--- Texto extraído ---

O pedido arbitral é tempestivo, nos termos do artigo 10º n.º 1 alínea a) do Decreto-Lei n.º 10/2011 de 20 de janeiro e do artigo 102º n.º 1 alínea a) do Código do Procedimento e do Processo Tributário.

O processo não enferma de nulidades e não foram suscitadas questões prévias.

 

2. Causa de pedir

Em síntese, a Requerente começa por referir que foi objeto de uma ação de inspeção tributária de âmbito geral sobre o período de tributação de 2015, e que foram efetuadas correções relativamente a ajudas de custo pagas por deslocações para o estrangeiro e em território nacional, no valor total de 16.768,55€.

Quanto às ajudas de custo por deslocações ao estrangeiro, a Requerente refere que não consegue compreender os fundamentos de facto e de direito com que a AT apurou um montante sujeito a IRS de 14.087,59 €.

Alega a Requerente que a AT não solicitou qualquer documentação ou esclarecimentos relativos a deslocações ocorridas em 2014 (e pagas em 2015).

No entendimento da Requerente, o único documento invocado pela AT para as correções efetuadas foi o “documento contabilístico 207004, registado em 2015/07/31, Folha de Despesa ... 2015”. No entender da Requerente, a folha de despesa analisada pela AT diz respeito exclusivamente aos dias 04.06.2015 e 05.06.2015, sendo que ficará por explicar em que documentos se terá baseado a AT para aplicar o limite de 50% às ajudas de custo com os seguintes dias de regresso: 10.04.2014, 29.09.2014, 17.06.2015, 11.09.2015 e 18.11.2015. Conclui a Requerente que a AT se limitou a presumir que a realidade espelhada pelo documento junto como documento n.º 6 é replicável para todas as deslocações.

---

Problema 1
Reescreva as linhas das entradas a partir da que contém "Examine this screenshot and tell me where the black" até a que contém "[155,42,415,270]", inclusive, trocando "butterfly" por "moth" e deixando todo o resto como está.

--- Dados apresentados ---

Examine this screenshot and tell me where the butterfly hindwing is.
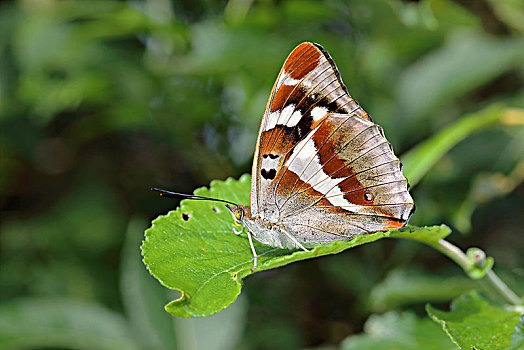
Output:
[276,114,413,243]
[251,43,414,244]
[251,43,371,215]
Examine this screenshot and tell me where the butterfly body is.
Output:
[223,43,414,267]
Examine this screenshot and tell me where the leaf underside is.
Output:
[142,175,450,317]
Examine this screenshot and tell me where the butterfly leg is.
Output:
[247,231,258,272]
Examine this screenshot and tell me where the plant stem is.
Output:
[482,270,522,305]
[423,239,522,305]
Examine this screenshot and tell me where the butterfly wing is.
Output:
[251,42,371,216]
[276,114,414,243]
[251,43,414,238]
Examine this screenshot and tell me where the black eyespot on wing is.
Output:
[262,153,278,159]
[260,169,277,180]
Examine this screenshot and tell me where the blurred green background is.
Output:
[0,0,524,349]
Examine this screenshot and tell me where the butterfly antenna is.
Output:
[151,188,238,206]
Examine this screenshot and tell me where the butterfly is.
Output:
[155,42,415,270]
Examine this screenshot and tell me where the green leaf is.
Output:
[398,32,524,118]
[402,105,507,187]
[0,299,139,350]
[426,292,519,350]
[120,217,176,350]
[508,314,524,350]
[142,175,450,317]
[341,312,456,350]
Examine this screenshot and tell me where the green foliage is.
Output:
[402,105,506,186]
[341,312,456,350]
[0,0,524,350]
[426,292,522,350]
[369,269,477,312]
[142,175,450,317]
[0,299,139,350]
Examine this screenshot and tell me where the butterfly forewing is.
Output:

---
--- Dados apresentados ---

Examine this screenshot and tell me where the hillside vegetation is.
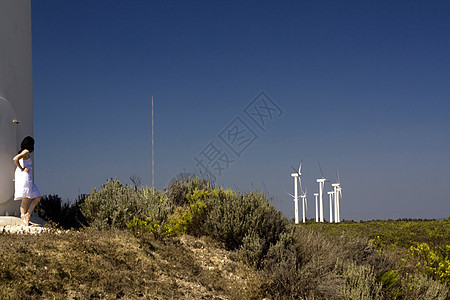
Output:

---
--- Dados apresentados ---

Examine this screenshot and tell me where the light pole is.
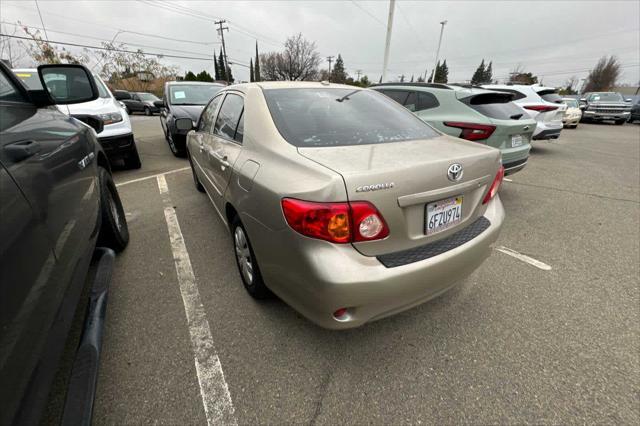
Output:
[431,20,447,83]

---

Problema 2
Continue o texto extraído sobre o pedido arbitral contra as correções às ajudas de custo a partir do ponto em que ele termina.

Resposta 1
Examine this screenshot and tell me where the black eyespot on wing is.
Output:
[262,153,278,159]
[260,169,277,180]
Examine this screenshot and tell me where the blurred green background is.
Output:
[0,0,524,349]
Examine this screenshot and tell me where the moth antenna is.
Output:
[151,188,238,206]
Examine this screenshot and tell me where the moth is.
Output:
[155,42,415,270]

Resposta 2
Quanto às deslocações ao estrangeiro, alega a Requerente, que a AT, aplicando um método presuntivo decidiu que a Requerente pagou aos administradores por deslocações ao estrangeiro rendimentos sujeitos a tributação em sede de IRS, por, alegadamente, ter sempre suportado cumulativamente os custos com a ajuda de custo diária e o fornecimento de uma ou ambas as refeições diárias, o que não corresponde à realidade.

A Requerente afirma que, como enunciou a AT, nos termos do disposto no artigo 2.º, n.º 1 do Decreto-lei n.º 192/95, de 28 de julho, o pessoal que se desloque ao estrangeiro tem direito, em alternativa, ao abono da ajuda de custo diária ou ao alojamento em estabelecimento hoteleiro. E, ainda, nos termos do n.º 5 do mesmo preceito legal, a ajuda de custo será deduzida de 30/prct., por cada refeição, caso na deslocação se inclua o fornecimento de uma ou de ambas as refeições diárias.

Ora, entende a Requerente, que em momento algum do relatório de inspeção, a AT logrou demonstrar que, como afirma, foram excedidos os limites legais ou não observados os pressupostos da atribuição das ajudas de custo mencionadas.

A Requerente também alega que os serviços de inspeção inventam um cálculo para apurar a diferença sujeita a IRS que não encontra qualquer correspondência legal.

No entendimento da Requerente, a inspeção tributária apurou a diferença sujeita a IRS através da subtração da ajuda de custo paga o montante que corresponde, nos termos do artigo 2.º, n.º 5 do Decreto-lei 192/95 ao montante mínimo da ajuda de custo (correspondente a 20% de 100,24 por dia) e somar o valor do subsídio de refeição não deduzido.

Para a Requerente, o que dispõe o n.º 5 do artigo 2.º do Decreto-lei n.º 192/95 é que por cada refeição o montante da ajuda de custo será deduzido de 30%, sendo que, em qualquer caso, nunca a ajuda de custo poderá ser inferior a 20% do montante previsto na tabela em vigor (leia-se, € 100,24 por dia).

A Requerente alega que a correção efetuada é ilegal, por assentar em pressupostos de facto e de direito errados e, em consequência, deve ser anulada a liquidação de retenções na fonte de IRS correspondente.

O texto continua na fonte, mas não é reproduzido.